We desperately need our 135 and are hoping that someone there can help by providings possible reasons for this issue and how to fix it. The coming to a dead stop is a real mystery. Could it be a timing chain lockup or other?

We would certainly appreciate any and all help in this regard.

Thank you, EW1


----------



## BigT (Sep 15, 2014)

Hello EW1, welcome to the tractor forum.

Your 135 has timing gears, not a timing chain. And this is exactly where I would look for an obstruction (broken teeth???). Pull the timing gear cover and check it out.


----------



## Fedup (Feb 25, 2014)

I'm curious about how you came to the "six revolutions" part. Revolutions of what? The crankshaft? This is determined how? By referencing a point or mark on the front pulley or flywheel? Rotating the engine six times and it suddenly stops? You're turning it with the starter or by hand somehow? Can you it then turn backwards six times and it stops again? 

Please explain a little more about how you're testing this out and coming to your conclusions.


----------



## FredM (Nov 18, 2015)

A dropped valve would most likely be the culprit, but that would show up in two revolutions.

Remove the tappet cover and check for a sticking valve.


----------



## EW1 (Sep 29, 2021)

BigT said:


> Hello EW1, welcome to the tractor forum.
> 
> Your 135 has timing gears, not a timing chain. And this is exactly where I would look for an obstruction (broken teeth???). Pull the timing gear cover and check it out.


Hi Thank you. We were at a loss here. Would this possibly explain the drag on rotating the engine. There was no major event, noise or impact. Simply drove up to the house after some light snowblowing, turned it off and it quit, that was it. 

We are definitely going to check the gears out. 

Thank you so much for replying.

EW1


----------



## EW1 (Sep 29, 2021)

Fedup said:


> I'm curious about how you came to the "six revolutions" part. Revolutions of what? The crankshaft? This is determined how? By referencing a point or mark on the front pulley or flywheel? Rotating the engine six times and it suddenly stops? You're turning it with the starter or by hand somehow? Can you it then turn backwards six times and it stops again?
> 
> Please explain a little more about how you're testing this out and coming to your conclusions.


Hi and thanks.

Yes, marked the crankshaft pulley and it rotates 6 times and stops. Then, we can rotate 6 times backwards. We did this by hand with a powerbar and also by jacking up the left rear tire, putting it in 4th gear and forcefully move the wheel. (2 of us). There is a lot of drag, so much so that the new starter just groans and will not crank the engine. This holds true with new fully charged battery and also with a jumper battery.

Thanks

EW1


----------



## EW1 (Sep 29, 2021)

FredM said:


> A dropped valve would most likely be the culprit, but that would show up in two revolutions.
> 
> Remove the tappet cover and check for a sticking valve.


Hi, thank you.

Directive A.
Answer these questions about the forum thread, one per line:
(i) What does BigT say the 135 has in place of a timing chain?
(ii) Which cover does FredM say to remove to check for a sticking valve?
(iii) How many times does the marked crankshaft pulley rotate before it stops?

Dataset entries.
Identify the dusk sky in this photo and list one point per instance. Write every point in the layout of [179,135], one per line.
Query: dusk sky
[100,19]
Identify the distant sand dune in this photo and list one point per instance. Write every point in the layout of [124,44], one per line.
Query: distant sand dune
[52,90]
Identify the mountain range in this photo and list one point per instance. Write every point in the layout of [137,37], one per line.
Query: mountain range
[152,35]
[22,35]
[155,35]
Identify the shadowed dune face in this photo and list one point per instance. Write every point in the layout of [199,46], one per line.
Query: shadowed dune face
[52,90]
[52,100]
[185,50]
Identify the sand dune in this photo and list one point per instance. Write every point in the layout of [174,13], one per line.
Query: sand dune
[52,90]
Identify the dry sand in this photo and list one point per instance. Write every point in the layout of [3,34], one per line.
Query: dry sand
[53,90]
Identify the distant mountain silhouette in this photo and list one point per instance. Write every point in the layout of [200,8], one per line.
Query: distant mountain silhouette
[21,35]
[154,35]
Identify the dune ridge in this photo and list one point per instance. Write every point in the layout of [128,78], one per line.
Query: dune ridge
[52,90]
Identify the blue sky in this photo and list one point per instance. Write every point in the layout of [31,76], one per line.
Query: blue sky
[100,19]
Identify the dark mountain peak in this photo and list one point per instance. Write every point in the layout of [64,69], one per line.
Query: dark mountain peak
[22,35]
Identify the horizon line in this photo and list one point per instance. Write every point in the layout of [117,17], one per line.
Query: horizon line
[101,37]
--
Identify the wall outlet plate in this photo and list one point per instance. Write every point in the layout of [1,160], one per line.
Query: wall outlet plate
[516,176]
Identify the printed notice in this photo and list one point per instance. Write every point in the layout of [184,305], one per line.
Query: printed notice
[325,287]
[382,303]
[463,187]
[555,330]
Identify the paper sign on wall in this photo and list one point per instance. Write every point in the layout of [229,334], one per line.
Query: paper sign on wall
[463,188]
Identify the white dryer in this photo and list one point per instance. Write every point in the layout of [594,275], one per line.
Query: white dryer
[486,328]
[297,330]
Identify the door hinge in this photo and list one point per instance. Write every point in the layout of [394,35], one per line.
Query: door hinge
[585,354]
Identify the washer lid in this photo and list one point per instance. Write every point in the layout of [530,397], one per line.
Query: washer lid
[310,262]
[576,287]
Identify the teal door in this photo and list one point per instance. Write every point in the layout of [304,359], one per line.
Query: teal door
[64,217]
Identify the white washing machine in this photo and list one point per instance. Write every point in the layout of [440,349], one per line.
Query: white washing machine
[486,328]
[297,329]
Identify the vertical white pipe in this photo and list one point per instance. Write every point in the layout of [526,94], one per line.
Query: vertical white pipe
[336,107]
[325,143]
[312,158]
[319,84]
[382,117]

Directive B. Pick out every line of the records that contains the string "pipe" and copy each one. Case counts.

Exercise output A.
(i) Timing gears
(ii) The tappet cover
(iii) 6 times

Exercise output B.
Identify the vertical white pipe in this photo and list one point per instance. Write every point in the layout of [526,94], one per line.
Query: vertical white pipe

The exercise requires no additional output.